What is expected: The response must contain the complete data, printed exactly.

(Beginning of Records provided)

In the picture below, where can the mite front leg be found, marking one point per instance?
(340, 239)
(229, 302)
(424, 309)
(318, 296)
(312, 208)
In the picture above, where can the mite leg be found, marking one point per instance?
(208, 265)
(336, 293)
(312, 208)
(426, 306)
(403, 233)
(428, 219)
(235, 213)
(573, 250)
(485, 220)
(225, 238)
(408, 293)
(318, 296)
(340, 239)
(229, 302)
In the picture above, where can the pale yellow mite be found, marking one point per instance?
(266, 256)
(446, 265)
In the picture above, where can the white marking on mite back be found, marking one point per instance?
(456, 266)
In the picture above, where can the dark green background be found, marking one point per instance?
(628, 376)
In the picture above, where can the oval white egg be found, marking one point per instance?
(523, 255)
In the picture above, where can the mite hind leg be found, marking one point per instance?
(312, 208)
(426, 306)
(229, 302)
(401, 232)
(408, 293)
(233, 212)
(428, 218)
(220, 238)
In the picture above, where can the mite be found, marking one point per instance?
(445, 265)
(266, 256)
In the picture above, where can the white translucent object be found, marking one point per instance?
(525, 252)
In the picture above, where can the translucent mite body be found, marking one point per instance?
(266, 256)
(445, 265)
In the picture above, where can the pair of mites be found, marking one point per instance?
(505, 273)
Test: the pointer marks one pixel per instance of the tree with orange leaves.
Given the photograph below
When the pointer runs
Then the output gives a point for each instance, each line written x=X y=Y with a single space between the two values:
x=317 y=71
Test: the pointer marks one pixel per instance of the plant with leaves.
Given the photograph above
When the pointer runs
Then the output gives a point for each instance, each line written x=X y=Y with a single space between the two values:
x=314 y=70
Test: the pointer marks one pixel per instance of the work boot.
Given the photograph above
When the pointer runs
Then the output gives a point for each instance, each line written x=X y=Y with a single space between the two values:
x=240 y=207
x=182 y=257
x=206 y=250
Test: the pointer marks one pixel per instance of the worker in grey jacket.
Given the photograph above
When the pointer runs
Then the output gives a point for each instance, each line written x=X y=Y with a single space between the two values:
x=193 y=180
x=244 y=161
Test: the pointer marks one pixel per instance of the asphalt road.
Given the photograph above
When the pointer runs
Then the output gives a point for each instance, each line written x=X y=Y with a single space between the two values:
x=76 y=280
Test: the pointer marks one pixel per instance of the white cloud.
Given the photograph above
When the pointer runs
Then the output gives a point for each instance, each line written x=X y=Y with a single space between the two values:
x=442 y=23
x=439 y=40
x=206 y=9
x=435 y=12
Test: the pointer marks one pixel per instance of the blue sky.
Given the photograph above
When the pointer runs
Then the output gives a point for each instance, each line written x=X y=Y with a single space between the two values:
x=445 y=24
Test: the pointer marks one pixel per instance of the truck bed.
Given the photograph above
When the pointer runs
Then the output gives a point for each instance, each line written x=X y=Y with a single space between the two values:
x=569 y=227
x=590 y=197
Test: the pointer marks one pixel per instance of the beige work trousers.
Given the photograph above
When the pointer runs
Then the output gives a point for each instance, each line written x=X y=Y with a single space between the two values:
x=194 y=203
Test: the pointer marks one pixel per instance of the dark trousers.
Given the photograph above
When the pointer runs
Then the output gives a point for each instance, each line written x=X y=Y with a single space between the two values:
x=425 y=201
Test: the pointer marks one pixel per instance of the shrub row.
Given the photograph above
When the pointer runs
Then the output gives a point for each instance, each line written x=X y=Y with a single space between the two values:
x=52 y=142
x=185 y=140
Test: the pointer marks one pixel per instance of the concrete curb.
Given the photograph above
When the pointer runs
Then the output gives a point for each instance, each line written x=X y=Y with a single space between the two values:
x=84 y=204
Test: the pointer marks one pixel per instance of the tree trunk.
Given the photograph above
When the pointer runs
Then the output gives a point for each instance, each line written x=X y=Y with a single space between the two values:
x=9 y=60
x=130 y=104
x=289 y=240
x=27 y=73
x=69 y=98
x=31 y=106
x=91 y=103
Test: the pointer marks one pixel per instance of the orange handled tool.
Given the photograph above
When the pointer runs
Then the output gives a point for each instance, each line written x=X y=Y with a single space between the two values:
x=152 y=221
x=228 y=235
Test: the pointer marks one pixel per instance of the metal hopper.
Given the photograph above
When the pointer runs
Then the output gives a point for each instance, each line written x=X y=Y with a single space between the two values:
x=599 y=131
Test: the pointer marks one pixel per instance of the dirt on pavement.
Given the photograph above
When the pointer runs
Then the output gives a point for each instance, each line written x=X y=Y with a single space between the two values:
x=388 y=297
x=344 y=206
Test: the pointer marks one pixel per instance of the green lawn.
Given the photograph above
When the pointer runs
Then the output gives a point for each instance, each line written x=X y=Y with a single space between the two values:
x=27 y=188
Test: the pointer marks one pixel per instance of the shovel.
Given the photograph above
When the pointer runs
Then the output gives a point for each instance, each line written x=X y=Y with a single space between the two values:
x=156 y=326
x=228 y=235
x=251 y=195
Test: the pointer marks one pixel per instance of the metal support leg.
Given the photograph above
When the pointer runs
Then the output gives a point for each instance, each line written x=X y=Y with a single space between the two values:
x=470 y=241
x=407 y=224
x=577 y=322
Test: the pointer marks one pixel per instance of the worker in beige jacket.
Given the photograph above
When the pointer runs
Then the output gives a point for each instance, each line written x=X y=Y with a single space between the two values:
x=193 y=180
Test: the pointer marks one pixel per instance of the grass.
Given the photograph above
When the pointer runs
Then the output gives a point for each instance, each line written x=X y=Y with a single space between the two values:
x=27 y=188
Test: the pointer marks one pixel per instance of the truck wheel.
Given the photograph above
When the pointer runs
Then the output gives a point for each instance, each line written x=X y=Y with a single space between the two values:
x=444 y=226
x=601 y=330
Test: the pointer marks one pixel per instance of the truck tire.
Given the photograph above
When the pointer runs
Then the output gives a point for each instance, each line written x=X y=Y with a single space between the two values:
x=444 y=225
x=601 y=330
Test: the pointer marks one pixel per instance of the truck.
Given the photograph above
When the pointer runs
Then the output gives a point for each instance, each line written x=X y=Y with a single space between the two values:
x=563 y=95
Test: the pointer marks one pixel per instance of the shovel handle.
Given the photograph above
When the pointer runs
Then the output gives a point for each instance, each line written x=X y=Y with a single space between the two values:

(End of Records provided)

Output of the exercise:
In the picture below, where can the mite front leg be found, marking one point per instance?
(340, 239)
(229, 302)
(424, 309)
(318, 296)
(312, 208)
In the picture above, where can the mite leg be found, marking one point per instance?
(208, 265)
(336, 293)
(312, 208)
(426, 306)
(403, 233)
(428, 219)
(235, 213)
(573, 250)
(485, 220)
(225, 238)
(408, 293)
(318, 296)
(340, 239)
(229, 302)
In the picture above, where can the pale yellow mite be found, marking one point per instance?
(266, 256)
(446, 265)
In the picture above, where can the white marking on mite back be found, marking one point per instance?
(456, 266)
In the picture above, where can the dark green background be found, marking one point per instance?
(628, 376)
In the picture above, where can the oval white egg be found, marking one point per instance?
(523, 255)
In the picture above, where can the mite hind leg be found, marking one point per instance?
(312, 208)
(426, 306)
(229, 302)
(401, 232)
(408, 293)
(233, 212)
(428, 218)
(220, 238)
In the picture above, where can the mite be found, marking one point per instance?
(445, 265)
(266, 256)
In the picture above, where can the white translucent object be found, marking one point per instance?
(525, 252)
In the picture above, where can the translucent mite body be found, marking one point per instance?
(266, 256)
(445, 265)
In the picture above, where can the pair of mites be found, marking one point per instance?
(505, 273)
Test: the pointer marks one pixel per instance of the tree with orange leaves.
Given the photograph below
When the pointer runs
Then the output gives a point for each instance, each line written x=X y=Y with a single space between the two values:
x=317 y=71
Test: the pointer marks one pixel per instance of the plant with leaves.
Given the photograph above
When the pointer runs
Then the output gives a point for each instance, each line written x=X y=Y with a single space between the two values:
x=314 y=70
Test: the pointer marks one pixel per instance of the work boot.
Given the photograph above
When the pointer runs
Then the output gives a point for each instance, each line written x=X y=Y with a single space between the two values:
x=240 y=207
x=182 y=257
x=206 y=250
Test: the pointer marks one pixel per instance of the worker in grey jacket.
Given the photograph above
When the pointer runs
Then the output gives a point for each instance, each line written x=X y=Y with a single space between the two values:
x=193 y=180
x=244 y=161
Test: the pointer marks one pixel per instance of the asphalt road.
Given the photograph above
When the pointer runs
Then the output gives a point for each instance, each line written x=X y=Y with a single space between the two values:
x=76 y=280
Test: the pointer marks one pixel per instance of the white cloud.
Given the photograph above
When the pointer runs
Then the output gives a point for each instance, each line written x=X y=Y with a single space between the two values:
x=442 y=23
x=439 y=40
x=206 y=9
x=435 y=12
Test: the pointer marks one pixel per instance of the blue sky.
Given the photograph above
When the pointer runs
Then the output gives a point for each instance, each line written x=X y=Y with a single space between the two values:
x=445 y=24
Test: the pointer marks one pixel per instance of the truck bed.
Given the photograph above
When the pointer runs
Then the output gives a point for each instance, each line written x=X y=Y with a single space between the two values:
x=569 y=227
x=590 y=197
Test: the pointer marks one pixel per instance of the beige work trousers.
Given the photograph above
When the pointer runs
Then the output gives a point for each instance, each line written x=X y=Y with a single space between the two values:
x=194 y=203
Test: the pointer marks one pixel per instance of the dark trousers.
Given the photograph above
When the pointer runs
Then the output gives a point for each instance, each line written x=X y=Y with a single space between the two values:
x=425 y=201
Test: the pointer marks one pixel per instance of the shrub row.
Given the photograph above
When the pointer runs
Then the output gives a point for each instance, each line written x=X y=Y with a single space between the two values:
x=52 y=142
x=185 y=140
Test: the pointer marks one pixel per instance of the concrete curb.
Given the photograph above
When the pointer runs
Then the output gives a point for each instance, each line written x=X y=Y with a single space between the two values:
x=84 y=204
Test: the pointer marks one pixel per instance of the tree trunk.
Given the photograph above
When the pointer runs
Then the output gives a point for each instance, each line written x=X y=Y with a single space between the two values:
x=9 y=60
x=130 y=104
x=289 y=240
x=27 y=73
x=69 y=98
x=31 y=106
x=91 y=103
Test: the pointer marks one pixel per instance of the orange handled tool.
Given the photograph above
When the pointer runs
Then the output gives a point for each instance, each line written x=X y=Y with a single space between the two values:
x=152 y=221
x=228 y=235
Test: the pointer marks one pixel per instance of the metal hopper.
Given the photograph above
When the pointer runs
Then the output gives a point for each instance, each line written x=X y=Y with a single space between the two values:
x=599 y=131
Test: the pointer marks one pixel per instance of the dirt on pavement.
Given the photograph above
When the pointer runs
Then the output gives a point for each instance, each line written x=X y=Y with a single space between the two values:
x=388 y=297
x=344 y=206
Test: the pointer marks one pixel per instance of the green lawn.
Given the photograph above
When the pointer runs
Then the output gives a point for each instance, each line written x=X y=Y with a single space between the two values:
x=27 y=188
Test: the pointer marks one pixel per instance of the shovel.
Given the photograph above
When the pointer runs
Then the output gives a point for each instance, each line written x=X y=Y with a single space between the two values:
x=156 y=326
x=228 y=235
x=251 y=195
Test: the pointer marks one pixel per instance of the metal support leg.
Given the photograph above
When the pointer runs
Then the output gives a point for each instance, each line written x=X y=Y with a single space between the two values:
x=470 y=241
x=407 y=224
x=577 y=322
Test: the pointer marks one pixel per instance of the worker in beige jacket.
Given the photograph above
When the pointer runs
Then the output gives a point for each instance, each line written x=X y=Y with a single space between the two values:
x=193 y=180
Test: the pointer marks one pixel per instance of the grass.
Given the photograph above
When the pointer runs
Then the output gives a point for each instance, each line written x=X y=Y with a single space between the two values:
x=27 y=188
Test: the pointer marks one pixel per instance of the truck wheel.
Given the photograph above
When the pointer runs
Then the output gives a point for each instance, each line written x=X y=Y with a single space between the two values:
x=444 y=226
x=601 y=330
Test: the pointer marks one pixel per instance of the truck tire.
Given the photograph above
When the pointer runs
Then the output gives a point for each instance, each line written x=X y=Y with a single space between the two values:
x=444 y=225
x=601 y=330
Test: the pointer marks one pixel per instance of the truck.
Given the photograph above
When the pointer runs
Then the output gives a point for each instance, each line written x=X y=Y with a single space between the two values:
x=563 y=95
Test: the pointer marks one pixel per instance of the shovel handle.
Given the photograph above
When the pointer runs
Then the output gives a point for each instance, each line written x=X y=Y with a single space between the two values:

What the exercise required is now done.